------ Source information ------

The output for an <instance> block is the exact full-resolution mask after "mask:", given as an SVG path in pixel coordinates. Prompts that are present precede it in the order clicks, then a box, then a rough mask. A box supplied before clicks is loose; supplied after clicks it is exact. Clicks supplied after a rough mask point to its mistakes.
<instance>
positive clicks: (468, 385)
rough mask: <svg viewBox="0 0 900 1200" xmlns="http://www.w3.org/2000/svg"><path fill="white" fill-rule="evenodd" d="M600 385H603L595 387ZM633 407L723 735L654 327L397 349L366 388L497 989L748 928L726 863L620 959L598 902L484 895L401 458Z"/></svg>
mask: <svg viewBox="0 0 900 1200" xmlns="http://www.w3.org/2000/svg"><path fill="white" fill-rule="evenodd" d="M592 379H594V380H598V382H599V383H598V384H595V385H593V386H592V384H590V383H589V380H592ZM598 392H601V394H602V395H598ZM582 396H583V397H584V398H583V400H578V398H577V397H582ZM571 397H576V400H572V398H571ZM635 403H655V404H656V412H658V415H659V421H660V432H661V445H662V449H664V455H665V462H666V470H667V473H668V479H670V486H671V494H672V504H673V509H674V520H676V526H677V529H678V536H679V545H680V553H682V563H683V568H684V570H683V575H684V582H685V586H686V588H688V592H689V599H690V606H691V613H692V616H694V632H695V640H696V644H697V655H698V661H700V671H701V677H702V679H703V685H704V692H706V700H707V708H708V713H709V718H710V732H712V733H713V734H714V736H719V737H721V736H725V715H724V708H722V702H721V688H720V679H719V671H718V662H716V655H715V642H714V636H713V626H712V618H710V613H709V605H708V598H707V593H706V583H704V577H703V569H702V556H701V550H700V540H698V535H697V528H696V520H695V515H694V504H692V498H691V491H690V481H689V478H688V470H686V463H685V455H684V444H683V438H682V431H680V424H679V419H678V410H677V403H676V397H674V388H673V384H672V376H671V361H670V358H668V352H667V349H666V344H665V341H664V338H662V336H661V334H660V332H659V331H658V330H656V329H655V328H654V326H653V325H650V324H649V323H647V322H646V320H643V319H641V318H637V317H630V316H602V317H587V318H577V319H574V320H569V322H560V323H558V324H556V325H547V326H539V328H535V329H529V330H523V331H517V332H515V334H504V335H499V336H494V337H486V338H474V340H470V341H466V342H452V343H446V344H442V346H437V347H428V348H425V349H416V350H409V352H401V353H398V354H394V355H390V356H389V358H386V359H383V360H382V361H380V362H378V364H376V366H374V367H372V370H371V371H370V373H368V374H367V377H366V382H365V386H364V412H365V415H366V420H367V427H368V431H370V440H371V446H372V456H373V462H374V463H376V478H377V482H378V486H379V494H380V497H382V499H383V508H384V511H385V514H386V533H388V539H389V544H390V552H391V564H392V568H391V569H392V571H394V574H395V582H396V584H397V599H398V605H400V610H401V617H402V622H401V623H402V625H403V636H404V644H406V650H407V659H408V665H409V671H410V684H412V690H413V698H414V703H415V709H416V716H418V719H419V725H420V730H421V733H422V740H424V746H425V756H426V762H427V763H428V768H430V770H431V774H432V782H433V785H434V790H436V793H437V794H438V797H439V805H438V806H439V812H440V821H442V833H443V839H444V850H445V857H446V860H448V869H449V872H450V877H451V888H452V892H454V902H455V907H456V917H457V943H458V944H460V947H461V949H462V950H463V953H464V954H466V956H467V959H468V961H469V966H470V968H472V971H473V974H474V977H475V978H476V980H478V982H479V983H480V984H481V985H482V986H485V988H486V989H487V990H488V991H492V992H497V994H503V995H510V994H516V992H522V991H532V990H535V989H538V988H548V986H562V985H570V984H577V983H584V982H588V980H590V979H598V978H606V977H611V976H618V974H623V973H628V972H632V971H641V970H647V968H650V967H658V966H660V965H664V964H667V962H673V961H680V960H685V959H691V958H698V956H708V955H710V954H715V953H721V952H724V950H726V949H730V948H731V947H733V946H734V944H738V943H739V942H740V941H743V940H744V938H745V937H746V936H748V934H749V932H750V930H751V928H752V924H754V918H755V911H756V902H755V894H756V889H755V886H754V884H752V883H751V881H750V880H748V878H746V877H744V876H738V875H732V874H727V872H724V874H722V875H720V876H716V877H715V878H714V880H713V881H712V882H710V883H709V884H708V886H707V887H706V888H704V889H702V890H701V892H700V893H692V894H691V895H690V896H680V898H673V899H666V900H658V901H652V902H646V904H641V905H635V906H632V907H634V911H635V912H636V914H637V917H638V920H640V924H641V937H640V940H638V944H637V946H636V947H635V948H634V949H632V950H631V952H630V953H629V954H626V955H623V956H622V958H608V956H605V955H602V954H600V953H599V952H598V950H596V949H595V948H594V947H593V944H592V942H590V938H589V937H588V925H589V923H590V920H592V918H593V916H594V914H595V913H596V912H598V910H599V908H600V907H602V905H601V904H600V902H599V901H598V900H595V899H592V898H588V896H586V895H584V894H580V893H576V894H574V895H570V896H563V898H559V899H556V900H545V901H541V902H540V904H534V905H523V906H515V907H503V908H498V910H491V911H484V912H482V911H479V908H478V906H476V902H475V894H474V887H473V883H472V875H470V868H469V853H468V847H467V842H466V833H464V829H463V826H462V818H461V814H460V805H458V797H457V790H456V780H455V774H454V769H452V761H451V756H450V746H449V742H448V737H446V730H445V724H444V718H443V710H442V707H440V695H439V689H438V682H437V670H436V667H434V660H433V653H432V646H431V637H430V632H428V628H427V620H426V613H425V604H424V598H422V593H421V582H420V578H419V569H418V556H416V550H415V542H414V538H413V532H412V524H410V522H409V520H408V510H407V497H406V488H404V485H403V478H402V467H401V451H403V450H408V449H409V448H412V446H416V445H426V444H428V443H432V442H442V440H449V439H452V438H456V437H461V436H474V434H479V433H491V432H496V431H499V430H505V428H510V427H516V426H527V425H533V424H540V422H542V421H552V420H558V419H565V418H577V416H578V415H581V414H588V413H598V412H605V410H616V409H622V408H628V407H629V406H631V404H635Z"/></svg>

------
------ Source information ------

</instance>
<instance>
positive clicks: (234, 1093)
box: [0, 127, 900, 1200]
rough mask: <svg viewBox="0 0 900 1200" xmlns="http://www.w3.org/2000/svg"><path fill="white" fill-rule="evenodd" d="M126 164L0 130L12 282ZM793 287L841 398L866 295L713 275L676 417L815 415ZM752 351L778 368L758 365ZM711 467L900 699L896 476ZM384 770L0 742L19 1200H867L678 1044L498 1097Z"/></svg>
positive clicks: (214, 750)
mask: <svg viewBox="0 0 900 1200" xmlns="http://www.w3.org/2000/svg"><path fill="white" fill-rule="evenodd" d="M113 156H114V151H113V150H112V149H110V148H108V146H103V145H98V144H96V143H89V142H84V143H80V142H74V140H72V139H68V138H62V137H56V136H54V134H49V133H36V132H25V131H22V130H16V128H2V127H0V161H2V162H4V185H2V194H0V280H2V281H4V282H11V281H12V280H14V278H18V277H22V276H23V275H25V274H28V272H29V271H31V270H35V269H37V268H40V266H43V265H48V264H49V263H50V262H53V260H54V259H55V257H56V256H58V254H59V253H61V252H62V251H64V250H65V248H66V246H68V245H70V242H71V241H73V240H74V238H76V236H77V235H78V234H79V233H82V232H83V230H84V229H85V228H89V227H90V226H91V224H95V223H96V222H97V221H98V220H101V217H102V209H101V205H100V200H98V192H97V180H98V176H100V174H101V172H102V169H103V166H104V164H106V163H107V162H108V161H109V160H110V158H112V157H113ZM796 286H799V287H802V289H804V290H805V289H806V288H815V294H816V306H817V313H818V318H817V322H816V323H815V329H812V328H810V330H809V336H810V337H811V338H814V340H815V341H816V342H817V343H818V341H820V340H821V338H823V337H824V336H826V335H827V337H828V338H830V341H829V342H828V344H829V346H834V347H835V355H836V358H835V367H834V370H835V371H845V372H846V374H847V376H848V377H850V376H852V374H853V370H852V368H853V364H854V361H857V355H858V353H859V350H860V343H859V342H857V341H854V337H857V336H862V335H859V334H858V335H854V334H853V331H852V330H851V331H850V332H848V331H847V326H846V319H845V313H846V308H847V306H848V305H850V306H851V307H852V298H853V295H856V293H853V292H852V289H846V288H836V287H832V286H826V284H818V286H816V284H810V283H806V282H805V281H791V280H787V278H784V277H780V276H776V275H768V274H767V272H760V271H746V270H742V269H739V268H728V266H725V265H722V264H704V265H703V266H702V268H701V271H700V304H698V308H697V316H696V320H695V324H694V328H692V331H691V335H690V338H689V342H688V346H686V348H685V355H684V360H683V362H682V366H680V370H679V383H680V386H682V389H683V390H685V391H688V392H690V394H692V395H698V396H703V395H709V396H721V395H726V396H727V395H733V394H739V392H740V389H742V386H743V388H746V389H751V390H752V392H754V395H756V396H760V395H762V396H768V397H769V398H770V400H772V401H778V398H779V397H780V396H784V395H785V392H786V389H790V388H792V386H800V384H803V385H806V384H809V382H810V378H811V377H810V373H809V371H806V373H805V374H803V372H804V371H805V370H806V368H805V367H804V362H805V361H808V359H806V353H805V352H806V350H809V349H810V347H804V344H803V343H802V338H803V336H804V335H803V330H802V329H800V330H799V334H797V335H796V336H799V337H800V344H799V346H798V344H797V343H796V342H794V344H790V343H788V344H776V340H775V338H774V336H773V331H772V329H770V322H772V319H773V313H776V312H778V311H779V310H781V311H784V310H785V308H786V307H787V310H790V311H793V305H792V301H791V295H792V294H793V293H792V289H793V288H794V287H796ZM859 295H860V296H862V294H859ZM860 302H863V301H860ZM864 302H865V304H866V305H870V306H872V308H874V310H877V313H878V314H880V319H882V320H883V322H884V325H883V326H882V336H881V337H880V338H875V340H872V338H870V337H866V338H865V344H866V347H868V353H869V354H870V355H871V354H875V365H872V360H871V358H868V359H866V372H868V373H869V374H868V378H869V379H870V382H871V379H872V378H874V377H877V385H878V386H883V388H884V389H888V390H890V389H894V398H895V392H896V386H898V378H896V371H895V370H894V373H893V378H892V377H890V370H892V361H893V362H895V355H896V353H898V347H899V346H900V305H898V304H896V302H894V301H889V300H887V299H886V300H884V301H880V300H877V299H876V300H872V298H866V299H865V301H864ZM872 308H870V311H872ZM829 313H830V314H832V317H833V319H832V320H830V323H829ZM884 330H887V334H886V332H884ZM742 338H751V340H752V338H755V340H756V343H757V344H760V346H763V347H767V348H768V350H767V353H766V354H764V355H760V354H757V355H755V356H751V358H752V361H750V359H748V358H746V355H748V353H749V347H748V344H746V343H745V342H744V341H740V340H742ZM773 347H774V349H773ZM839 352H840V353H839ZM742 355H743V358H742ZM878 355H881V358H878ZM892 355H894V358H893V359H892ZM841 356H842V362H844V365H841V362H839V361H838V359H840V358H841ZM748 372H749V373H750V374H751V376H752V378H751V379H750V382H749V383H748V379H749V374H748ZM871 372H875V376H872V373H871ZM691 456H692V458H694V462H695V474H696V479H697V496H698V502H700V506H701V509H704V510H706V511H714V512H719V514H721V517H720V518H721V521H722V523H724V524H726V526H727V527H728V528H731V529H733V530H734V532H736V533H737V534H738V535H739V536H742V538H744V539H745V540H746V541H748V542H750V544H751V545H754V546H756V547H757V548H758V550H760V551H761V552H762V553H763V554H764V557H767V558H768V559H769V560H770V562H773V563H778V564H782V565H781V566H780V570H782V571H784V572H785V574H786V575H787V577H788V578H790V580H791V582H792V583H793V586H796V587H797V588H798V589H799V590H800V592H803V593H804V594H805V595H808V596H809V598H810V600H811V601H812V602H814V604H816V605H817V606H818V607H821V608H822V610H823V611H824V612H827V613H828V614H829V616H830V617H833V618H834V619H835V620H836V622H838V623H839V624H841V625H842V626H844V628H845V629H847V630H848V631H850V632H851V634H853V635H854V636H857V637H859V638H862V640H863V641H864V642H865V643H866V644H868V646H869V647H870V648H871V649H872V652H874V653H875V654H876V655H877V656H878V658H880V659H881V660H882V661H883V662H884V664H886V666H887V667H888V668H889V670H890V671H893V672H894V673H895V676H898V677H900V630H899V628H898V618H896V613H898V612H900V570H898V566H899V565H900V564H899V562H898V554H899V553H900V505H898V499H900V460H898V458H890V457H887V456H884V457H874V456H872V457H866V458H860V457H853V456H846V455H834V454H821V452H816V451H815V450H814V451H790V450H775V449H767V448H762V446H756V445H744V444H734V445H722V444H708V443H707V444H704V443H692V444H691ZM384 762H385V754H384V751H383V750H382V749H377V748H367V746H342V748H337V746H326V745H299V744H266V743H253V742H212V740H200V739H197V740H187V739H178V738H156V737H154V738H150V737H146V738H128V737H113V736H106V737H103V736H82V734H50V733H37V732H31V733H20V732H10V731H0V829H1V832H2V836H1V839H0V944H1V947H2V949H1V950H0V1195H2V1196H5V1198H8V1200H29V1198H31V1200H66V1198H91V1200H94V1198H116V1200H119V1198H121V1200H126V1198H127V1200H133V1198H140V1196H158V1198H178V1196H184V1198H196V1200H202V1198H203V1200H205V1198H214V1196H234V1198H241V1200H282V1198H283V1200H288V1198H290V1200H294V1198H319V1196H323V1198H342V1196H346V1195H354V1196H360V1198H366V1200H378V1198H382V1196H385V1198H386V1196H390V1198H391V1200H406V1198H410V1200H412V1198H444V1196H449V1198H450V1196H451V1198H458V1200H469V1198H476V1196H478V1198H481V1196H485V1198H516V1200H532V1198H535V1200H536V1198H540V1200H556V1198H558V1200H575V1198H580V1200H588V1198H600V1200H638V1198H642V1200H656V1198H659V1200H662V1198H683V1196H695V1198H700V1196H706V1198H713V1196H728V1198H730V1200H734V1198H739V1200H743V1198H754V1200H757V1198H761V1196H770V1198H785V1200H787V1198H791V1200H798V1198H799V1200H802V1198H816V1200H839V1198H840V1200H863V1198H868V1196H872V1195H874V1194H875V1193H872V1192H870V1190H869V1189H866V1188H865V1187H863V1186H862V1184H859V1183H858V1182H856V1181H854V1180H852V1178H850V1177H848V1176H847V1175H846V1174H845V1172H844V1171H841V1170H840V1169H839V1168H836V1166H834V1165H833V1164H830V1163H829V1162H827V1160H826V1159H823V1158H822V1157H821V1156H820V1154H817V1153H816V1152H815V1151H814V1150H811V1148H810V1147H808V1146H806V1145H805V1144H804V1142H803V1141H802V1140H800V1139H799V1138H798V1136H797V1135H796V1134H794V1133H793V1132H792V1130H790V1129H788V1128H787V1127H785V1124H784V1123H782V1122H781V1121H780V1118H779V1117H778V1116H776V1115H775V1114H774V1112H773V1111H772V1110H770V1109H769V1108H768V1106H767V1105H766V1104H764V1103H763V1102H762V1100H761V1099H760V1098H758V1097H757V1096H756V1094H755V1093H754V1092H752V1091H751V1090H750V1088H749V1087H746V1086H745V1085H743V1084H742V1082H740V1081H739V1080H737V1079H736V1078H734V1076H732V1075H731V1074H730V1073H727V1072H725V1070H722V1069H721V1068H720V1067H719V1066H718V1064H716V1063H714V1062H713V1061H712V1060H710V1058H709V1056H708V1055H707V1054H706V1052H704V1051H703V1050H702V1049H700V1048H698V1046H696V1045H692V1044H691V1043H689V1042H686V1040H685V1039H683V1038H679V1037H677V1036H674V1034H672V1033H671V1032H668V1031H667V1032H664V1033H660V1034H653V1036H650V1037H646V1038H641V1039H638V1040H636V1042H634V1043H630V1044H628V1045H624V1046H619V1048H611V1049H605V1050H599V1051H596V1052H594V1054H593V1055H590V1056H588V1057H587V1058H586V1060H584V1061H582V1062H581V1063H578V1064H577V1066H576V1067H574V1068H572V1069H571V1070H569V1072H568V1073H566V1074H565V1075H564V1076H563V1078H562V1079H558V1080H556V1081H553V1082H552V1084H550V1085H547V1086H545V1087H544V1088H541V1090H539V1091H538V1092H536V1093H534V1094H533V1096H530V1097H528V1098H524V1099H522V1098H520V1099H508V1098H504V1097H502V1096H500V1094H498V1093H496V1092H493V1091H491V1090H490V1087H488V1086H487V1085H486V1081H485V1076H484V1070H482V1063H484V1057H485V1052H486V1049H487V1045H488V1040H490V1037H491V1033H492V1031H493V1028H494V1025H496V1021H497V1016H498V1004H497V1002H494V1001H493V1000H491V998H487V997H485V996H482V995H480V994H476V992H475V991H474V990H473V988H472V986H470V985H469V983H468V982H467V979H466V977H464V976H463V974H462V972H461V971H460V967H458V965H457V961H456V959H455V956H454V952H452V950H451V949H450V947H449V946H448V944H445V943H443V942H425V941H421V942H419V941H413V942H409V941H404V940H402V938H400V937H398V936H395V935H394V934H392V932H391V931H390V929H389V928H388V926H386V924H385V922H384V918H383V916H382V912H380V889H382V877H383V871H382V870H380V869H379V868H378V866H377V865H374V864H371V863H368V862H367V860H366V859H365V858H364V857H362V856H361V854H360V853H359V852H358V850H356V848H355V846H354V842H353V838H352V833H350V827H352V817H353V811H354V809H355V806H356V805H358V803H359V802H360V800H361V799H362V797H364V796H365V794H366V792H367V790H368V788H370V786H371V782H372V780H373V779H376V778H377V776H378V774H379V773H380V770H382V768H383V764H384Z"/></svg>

------

-- Work to be completed --
Lines in the data holding the word "clicks": count them and say how many, nothing more.

-- Exercise response --
4